### Point-per-instance localization data:
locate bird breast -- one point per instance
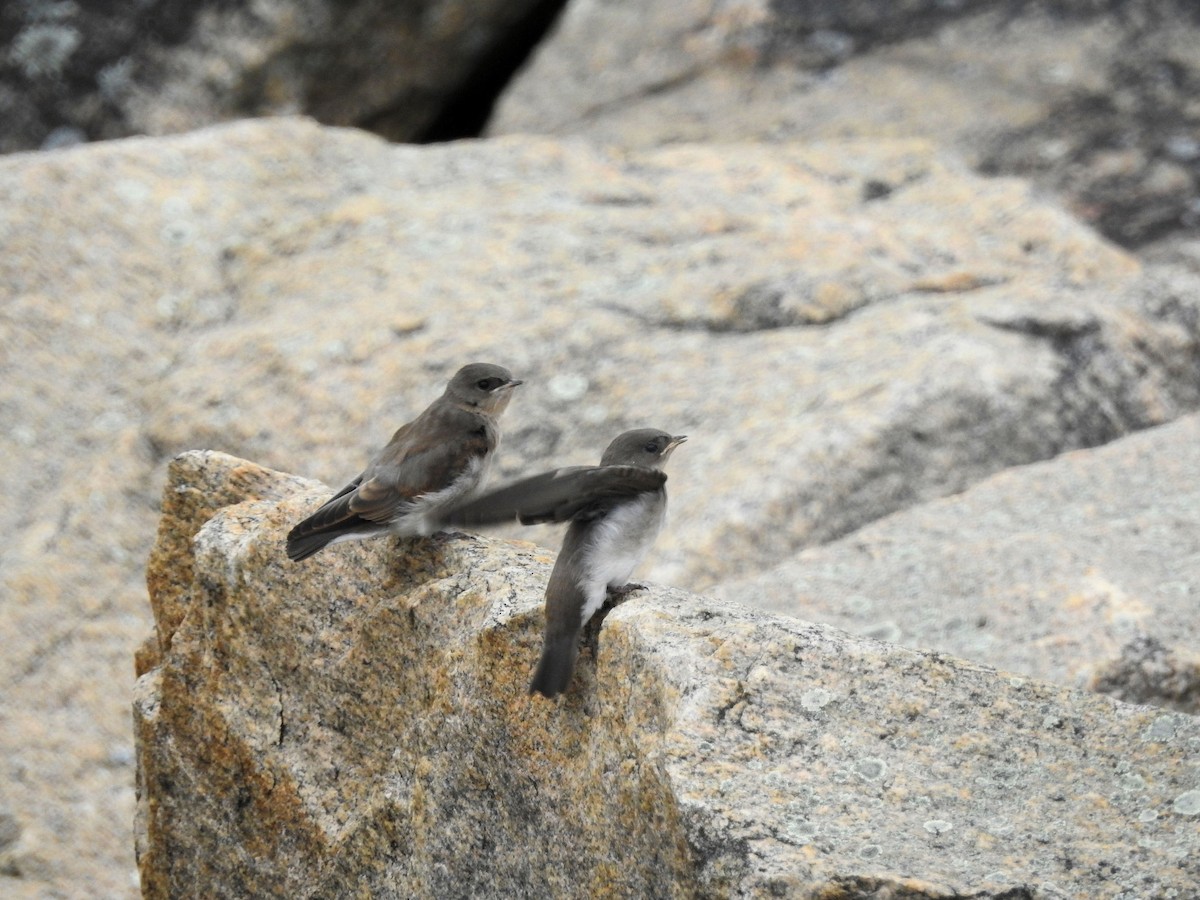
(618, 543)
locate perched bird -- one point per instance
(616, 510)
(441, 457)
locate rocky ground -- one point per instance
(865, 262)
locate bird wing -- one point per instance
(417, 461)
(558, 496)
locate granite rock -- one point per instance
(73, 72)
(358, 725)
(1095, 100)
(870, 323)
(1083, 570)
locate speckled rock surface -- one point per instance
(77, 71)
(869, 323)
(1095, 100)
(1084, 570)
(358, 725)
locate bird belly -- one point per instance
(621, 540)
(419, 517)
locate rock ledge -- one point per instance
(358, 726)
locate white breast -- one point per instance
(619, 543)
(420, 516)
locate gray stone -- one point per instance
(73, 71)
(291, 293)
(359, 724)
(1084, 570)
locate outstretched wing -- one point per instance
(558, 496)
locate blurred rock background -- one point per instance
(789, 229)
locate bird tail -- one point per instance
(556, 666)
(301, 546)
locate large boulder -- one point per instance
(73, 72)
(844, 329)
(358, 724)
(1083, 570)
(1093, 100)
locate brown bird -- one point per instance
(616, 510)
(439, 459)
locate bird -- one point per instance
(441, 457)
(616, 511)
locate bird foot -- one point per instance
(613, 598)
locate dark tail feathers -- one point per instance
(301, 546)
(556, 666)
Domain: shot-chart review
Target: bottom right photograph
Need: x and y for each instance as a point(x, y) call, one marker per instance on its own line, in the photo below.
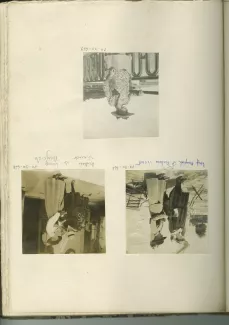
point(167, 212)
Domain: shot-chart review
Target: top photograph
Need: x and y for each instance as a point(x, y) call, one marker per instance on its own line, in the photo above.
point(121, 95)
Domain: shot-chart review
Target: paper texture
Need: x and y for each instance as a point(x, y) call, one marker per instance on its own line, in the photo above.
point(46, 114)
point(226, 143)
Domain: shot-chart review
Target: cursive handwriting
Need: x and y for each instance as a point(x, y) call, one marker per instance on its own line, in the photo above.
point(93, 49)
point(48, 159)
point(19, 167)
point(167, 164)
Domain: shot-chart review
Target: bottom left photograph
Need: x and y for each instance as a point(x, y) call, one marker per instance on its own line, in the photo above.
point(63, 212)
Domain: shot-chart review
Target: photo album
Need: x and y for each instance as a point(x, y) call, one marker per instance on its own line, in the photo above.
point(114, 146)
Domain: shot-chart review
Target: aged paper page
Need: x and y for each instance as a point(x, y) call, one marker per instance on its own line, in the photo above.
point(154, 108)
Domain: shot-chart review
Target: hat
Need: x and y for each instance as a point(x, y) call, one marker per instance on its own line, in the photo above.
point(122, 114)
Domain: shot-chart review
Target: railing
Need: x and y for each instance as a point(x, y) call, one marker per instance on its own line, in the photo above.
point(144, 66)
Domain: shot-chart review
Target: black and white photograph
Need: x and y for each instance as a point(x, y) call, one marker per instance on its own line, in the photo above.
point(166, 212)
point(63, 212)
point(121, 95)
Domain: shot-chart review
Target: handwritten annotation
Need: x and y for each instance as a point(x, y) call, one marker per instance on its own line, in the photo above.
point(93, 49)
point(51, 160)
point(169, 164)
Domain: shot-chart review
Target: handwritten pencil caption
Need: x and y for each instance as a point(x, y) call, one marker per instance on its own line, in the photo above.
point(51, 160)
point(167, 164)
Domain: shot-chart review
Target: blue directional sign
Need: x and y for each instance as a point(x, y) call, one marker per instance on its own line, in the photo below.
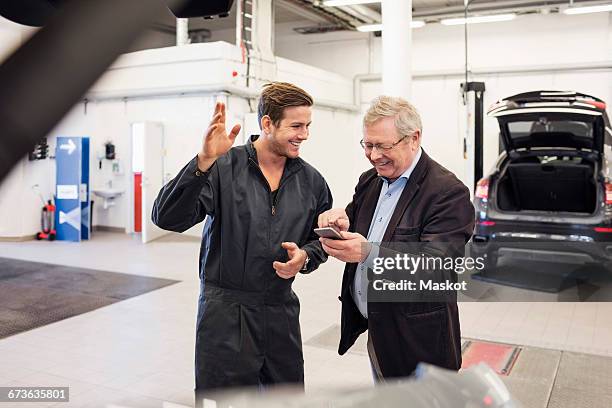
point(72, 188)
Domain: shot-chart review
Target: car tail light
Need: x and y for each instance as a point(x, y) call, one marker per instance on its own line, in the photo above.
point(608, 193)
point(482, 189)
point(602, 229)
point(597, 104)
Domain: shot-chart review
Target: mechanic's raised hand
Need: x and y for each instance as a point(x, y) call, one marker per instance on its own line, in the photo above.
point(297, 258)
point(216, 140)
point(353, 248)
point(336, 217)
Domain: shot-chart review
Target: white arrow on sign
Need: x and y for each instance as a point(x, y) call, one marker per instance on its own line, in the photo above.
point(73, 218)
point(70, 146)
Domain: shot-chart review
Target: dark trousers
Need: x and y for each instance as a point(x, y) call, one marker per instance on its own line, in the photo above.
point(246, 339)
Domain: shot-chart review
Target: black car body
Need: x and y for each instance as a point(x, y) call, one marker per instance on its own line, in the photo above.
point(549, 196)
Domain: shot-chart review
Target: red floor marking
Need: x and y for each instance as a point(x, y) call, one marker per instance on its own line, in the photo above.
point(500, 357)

### What this task involves:
Go through the entries above and report every line in which the word "sign" appears.

### Answer space:
Target: blue directional sign
Target: white arrow on sign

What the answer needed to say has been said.